From Davis and Frankforter’s The Shakespeare Name Dictionary.
  • Iceland, mentioned in Henry V, was in Shakespeare’s day an exporter to England of a popular breed of dog. Wha’? What dog is that, I ask and add, Iceland probably exported more than that. Fish, for example?
  • Ireland is mentioned in the history plays as well as A Comedy of Errors and Macbeth. Ireland was settled by the Celts in the 4th century B.C. and was spared the destruction that came with the fall of the Roman Empire and the invasion of the Saxons, but not the invasion of the Vikings.  The Roman popes did not like the independent spirit of the Irish church and gave England permission to take over. They tried. And tried. And tried. Not the least during Shakespeare’s time. It took awhile though...
Shakespeare sightings:
  • In the second season of Hustle Danny says to Mickey after Mickey and the gorgeous but icy crooked cop (I’ve forgotten her name) glare at each other over a disputed £10.000, “Well done, Romeo.”
  • In her detective novel The Cuckoo’s Calling Robert Galbraith (do you know who this is an alias for?) the detective Cormoran Strike sees a painting of Bottom in ass’s ears and recognises it as a scene from A Midsummer Night’s Dream
  • In London a Social History Roy Porter
    • asks if there really existed in London a picturesque brotherhood of malefactors like the one mentioned in Much Ado about Nothing
    • claims that though Shakespeare portrays Dogberry as a fool, “London possessed a thorough policing apparatus.”
    • tells us that Shakespeare arrived in London at the time of the Spanish Armada and that Shakespeare’s greatest triumphs took place on the Globe.
  • Dagens Nyheter still has Rickard III as number one on the best on stage list right now.
  • IMDB tells us that Benedict Cumberbatch (Sherlock Holmes) is going to play Richard III in BBC’s new production. I look forward to seeing that.
Further since last time:
  • Finished: the text on Pericles
  • Watched: the BBC version
Posted this week:
  • This Monday report.
  • “Oddities in Pericles Prince of Tyre

Oddities in Pericles Prince of Tyre


Oddities
in
Pericles, Prince of Tyre

                      “Enjoyable” is usually too tame a word to describe a Shakespeare play but in some ways it fits Pericles.  It moves along quickly with some surprising twists and turns and it has a happy ending.
                      I wonder. How much did Shakespeare write and how much did someone else write?  I haven’t read the introduction to the Norton edition yet.  Maybe it will say something there. I’ll get back to that.
                      But my first spontaneous and uninfluenced reaction upon reading the play – this one is different!  And filled with small oddities, even by Shakespearean standards. So let’s take a look at them.
                      The first oddity is John Gower, the Presenter.  Why does he have a name? In the other plays this role is called the Chorus. This presenter tells an awful lot of the action that could have been shown on stage – storms and messages and murderous plots and righteous punishment. Rather dramatic things that could have made the play very exciting. Instead these are glossed over in rather simple rhyming couplets. But it certainly moves the action along and that in itself provides a lot of interesting surprises and makes it a quick read, if that’s what you want.

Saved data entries
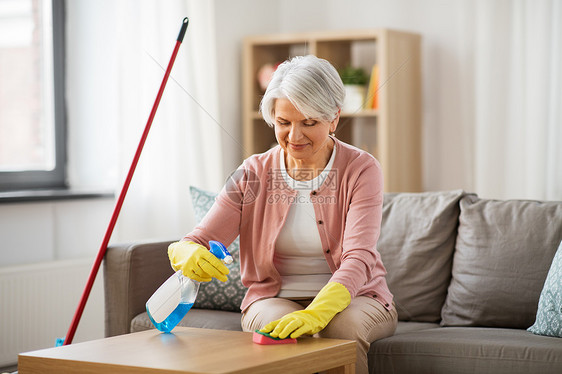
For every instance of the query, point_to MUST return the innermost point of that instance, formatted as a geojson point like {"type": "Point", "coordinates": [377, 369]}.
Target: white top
{"type": "Point", "coordinates": [299, 257]}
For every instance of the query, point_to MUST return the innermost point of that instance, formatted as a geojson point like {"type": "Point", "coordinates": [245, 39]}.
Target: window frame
{"type": "Point", "coordinates": [56, 178]}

▶ _Goal 1_
Translate this sentence from the Shakespeare notes into Spanish: "Ireland was settled by the Celts in the 4th century B.C. and was spared the destruction that came with the fall of the Roman Empire and the invasion of the Saxons, but not the invasion of the Vikings."
▶ _Goal 2_
Write the next part of the Shakespeare notes, picking up after their final sentence.

▶ _Result 1_
Irlanda fue colonizada por los celtas en el siglo IV a. C. y se libró de la destrucción que trajeron la caída del Imperio romano y la invasión de los sajones, pero no de la invasión de los vikingos.

▶ _Result 2_
                      Another oddity is the incestuous relationship that got the whole intrigue started.  We have a king in an incestuous relationship with his daughter.  Why set the stage with this? And why does Pericles come to woo her, along with a lot of other princes? But he does and figures out from a rather obvious riddle that the king and princess are incestuous so his life is threatened and he flees.  King and princess are struck by the lightning of the gods for their sins and that’s the end of that. It all plays a rather small part in the story. Odd, don’t you think? As far as I can remember incest wasn’t so obviously used in other Shakespeare plays and although incest undoubtedly took place then as always, was it generally used as a toss-away intrigue starter? I don’t think so.
                      Next oddity. Shakespeare’s murderers often have pangs of conscience, not always, but sometimes, but the would-be assassin Thaliart is just relieved when he hears that Pericles has fled and he goes off with Pericles’s friends to party. A very small detail, I agree, but an odd one.
                      Dionyza is also a puzzle. In Scene 4 she is eloquent in responding to husband Cleon’s suggestion that they relate “tales of others’ griefs” brought on by the famine in the land to “see if ‘twill teach us to forget our own” (Scene 4).  She says

That were to blow at fire in hope to quench it,
For who digs hills because they do aspire
Throws down one mountain to cast up a higher.
O my distressèd lord, e’en such our griefs are;
Here they're but felt and seen with midge’s eyes,
But like to groves, being topped, they higher rise
.  

I really felt for her here but then some fifteen years later she coolly plans on and seemingly succeeds in carrying out the murder of the daughter of the man who saved her and Cleon’s lives and that of their people. That’s treacherous, I’d say. I liked her and then I didn’t. It’s not unusual for Shakespeare’s villains to be likeable but I still found this odd. She really turns nasty in the end and there’s no sign of remorse or any hint of why she’s so awful.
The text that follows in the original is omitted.